■ **TASK REQUIREMENTS**: Reproduce the data below verbatim from the line containing "Where can you find the black belt knot?" through its final line, and produce nothing more.
## START
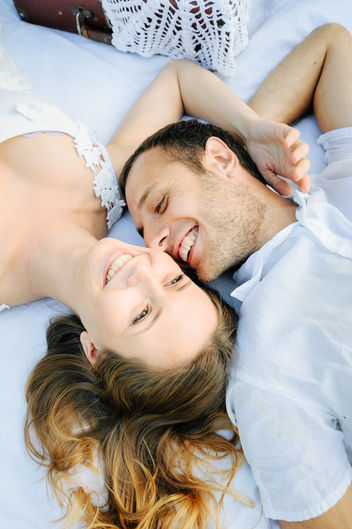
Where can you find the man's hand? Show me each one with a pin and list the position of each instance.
(276, 150)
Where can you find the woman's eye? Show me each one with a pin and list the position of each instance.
(143, 314)
(175, 280)
(161, 207)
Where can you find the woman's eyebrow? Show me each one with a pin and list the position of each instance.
(150, 323)
(158, 313)
(145, 196)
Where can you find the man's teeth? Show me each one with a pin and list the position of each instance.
(187, 243)
(116, 265)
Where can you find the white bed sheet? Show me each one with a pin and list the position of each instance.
(96, 84)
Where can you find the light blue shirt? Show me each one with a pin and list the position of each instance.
(290, 392)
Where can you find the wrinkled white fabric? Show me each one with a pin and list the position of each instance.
(22, 113)
(290, 390)
(210, 32)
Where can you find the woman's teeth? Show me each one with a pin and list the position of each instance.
(187, 243)
(116, 265)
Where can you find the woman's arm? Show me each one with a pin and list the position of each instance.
(183, 87)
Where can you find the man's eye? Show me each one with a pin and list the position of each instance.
(161, 207)
(175, 280)
(143, 314)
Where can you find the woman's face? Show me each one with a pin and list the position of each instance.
(137, 302)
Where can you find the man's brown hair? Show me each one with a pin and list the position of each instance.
(184, 142)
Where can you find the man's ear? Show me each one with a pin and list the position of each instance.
(89, 348)
(220, 157)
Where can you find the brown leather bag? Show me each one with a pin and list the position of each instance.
(85, 17)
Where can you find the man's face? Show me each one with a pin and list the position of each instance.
(206, 220)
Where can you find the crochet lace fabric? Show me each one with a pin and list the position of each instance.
(210, 32)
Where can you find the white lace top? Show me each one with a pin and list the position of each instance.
(23, 113)
(210, 32)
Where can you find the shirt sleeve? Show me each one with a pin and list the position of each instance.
(295, 449)
(337, 144)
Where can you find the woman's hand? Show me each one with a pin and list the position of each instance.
(276, 150)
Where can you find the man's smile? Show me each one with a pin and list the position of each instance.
(187, 243)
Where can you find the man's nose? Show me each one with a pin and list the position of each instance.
(144, 276)
(157, 237)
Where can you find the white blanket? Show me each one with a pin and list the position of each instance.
(96, 84)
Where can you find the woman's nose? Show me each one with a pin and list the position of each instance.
(157, 237)
(144, 276)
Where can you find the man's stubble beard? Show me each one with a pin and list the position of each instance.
(234, 221)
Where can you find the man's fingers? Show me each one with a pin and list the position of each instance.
(299, 151)
(300, 176)
(280, 185)
(291, 137)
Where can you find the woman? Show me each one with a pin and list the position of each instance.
(56, 252)
(51, 166)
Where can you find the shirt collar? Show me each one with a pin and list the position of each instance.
(250, 273)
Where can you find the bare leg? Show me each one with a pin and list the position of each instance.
(317, 72)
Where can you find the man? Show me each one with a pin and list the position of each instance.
(291, 389)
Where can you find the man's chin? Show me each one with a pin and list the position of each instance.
(207, 272)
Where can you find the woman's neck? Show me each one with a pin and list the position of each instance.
(48, 266)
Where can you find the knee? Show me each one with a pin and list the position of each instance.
(332, 30)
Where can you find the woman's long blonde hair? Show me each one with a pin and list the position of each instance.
(153, 430)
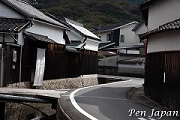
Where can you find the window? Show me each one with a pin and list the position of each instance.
(122, 38)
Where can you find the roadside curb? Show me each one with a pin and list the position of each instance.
(137, 94)
(61, 114)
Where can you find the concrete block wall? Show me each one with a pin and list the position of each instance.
(22, 111)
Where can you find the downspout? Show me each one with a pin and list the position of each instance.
(20, 65)
(2, 61)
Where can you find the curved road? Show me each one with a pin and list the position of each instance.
(106, 102)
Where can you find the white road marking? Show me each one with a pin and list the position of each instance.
(74, 103)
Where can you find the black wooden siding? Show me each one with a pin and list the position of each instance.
(165, 91)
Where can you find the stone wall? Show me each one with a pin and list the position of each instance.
(68, 83)
(24, 112)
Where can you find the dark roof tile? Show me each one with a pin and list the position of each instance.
(29, 11)
(12, 25)
(174, 25)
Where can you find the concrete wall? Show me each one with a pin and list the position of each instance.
(162, 12)
(166, 41)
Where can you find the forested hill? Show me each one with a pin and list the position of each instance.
(93, 13)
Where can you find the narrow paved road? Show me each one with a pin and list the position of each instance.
(106, 102)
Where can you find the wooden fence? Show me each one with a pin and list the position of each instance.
(162, 78)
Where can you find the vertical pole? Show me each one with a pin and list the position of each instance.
(2, 68)
(2, 110)
(20, 65)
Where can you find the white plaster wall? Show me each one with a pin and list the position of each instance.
(7, 12)
(131, 66)
(91, 45)
(162, 12)
(142, 29)
(129, 35)
(20, 38)
(73, 36)
(166, 41)
(53, 32)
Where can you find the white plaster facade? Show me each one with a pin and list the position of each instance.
(166, 41)
(53, 32)
(103, 36)
(130, 37)
(78, 34)
(162, 12)
(8, 13)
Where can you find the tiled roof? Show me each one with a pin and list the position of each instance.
(107, 27)
(111, 27)
(29, 11)
(12, 25)
(82, 30)
(39, 37)
(133, 61)
(174, 25)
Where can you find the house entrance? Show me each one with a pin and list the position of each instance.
(10, 64)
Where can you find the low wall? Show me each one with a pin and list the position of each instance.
(110, 70)
(23, 112)
(67, 83)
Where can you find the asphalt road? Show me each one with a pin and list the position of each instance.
(107, 102)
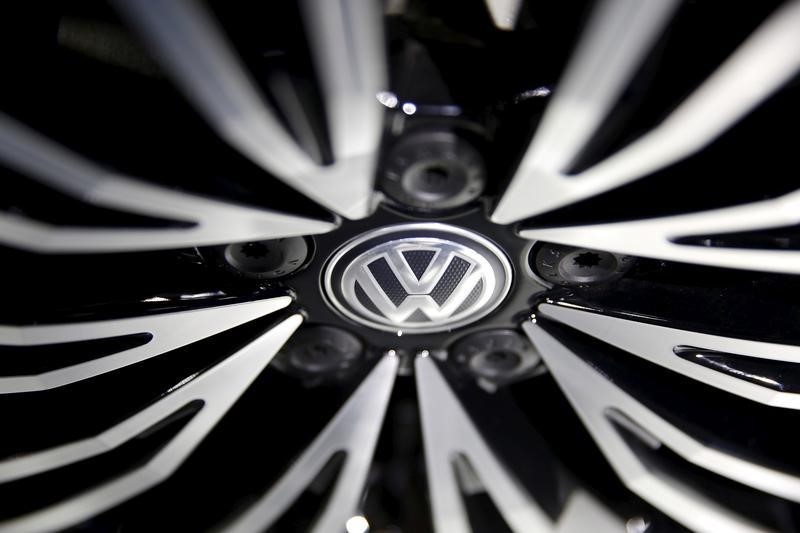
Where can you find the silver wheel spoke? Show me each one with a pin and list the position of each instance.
(354, 430)
(758, 68)
(194, 50)
(504, 12)
(618, 37)
(218, 388)
(657, 344)
(447, 432)
(347, 42)
(168, 330)
(215, 222)
(656, 237)
(598, 402)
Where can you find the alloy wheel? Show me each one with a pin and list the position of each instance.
(399, 266)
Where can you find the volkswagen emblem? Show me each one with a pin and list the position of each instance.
(417, 278)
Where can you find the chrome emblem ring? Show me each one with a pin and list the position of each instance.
(417, 278)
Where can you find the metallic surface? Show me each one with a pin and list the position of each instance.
(465, 296)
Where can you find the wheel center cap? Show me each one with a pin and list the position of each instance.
(417, 278)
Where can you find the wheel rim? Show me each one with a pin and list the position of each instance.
(184, 342)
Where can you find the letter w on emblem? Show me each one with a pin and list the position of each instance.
(437, 290)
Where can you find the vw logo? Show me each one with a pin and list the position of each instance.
(417, 278)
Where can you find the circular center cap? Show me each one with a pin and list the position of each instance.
(417, 278)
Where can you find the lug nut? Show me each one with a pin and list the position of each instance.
(556, 264)
(432, 170)
(320, 352)
(267, 259)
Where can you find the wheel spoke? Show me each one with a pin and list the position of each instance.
(354, 430)
(619, 35)
(658, 345)
(214, 222)
(756, 70)
(346, 38)
(218, 388)
(657, 237)
(191, 46)
(600, 404)
(169, 331)
(449, 432)
(504, 12)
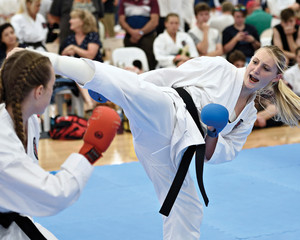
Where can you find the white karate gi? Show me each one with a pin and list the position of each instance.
(165, 49)
(161, 126)
(214, 37)
(25, 187)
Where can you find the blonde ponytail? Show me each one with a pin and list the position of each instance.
(287, 103)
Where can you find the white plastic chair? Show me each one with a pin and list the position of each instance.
(124, 56)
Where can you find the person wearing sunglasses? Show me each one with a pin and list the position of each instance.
(240, 36)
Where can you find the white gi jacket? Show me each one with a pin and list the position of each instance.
(25, 187)
(161, 126)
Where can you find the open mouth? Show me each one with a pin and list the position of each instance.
(253, 79)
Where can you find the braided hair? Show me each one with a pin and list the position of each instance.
(20, 73)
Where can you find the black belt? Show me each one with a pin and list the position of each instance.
(27, 226)
(186, 160)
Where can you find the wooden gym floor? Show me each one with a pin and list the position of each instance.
(52, 153)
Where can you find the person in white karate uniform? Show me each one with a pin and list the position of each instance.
(30, 26)
(173, 47)
(26, 189)
(162, 128)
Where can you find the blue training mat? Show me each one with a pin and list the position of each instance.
(254, 197)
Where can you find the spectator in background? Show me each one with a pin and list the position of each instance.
(109, 17)
(8, 40)
(183, 8)
(258, 18)
(139, 19)
(237, 58)
(60, 13)
(241, 36)
(225, 19)
(292, 75)
(286, 35)
(30, 26)
(172, 47)
(83, 43)
(276, 6)
(206, 38)
(8, 8)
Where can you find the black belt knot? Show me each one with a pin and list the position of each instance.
(27, 226)
(186, 160)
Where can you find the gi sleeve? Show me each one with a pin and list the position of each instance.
(28, 189)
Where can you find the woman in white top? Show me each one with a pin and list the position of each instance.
(162, 128)
(172, 47)
(30, 26)
(26, 86)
## END
■ **FULL OUTPUT**:
Where can you find the black belt knot? Show me each one with a pin and list the position of each instance.
(27, 226)
(186, 160)
Where can you find the gi sleeve? Show me each one with a pin and list the position of each instance.
(28, 189)
Where can you find the woman in white top? Show me each one with a pin and list the position of each instance.
(162, 128)
(172, 47)
(30, 26)
(26, 86)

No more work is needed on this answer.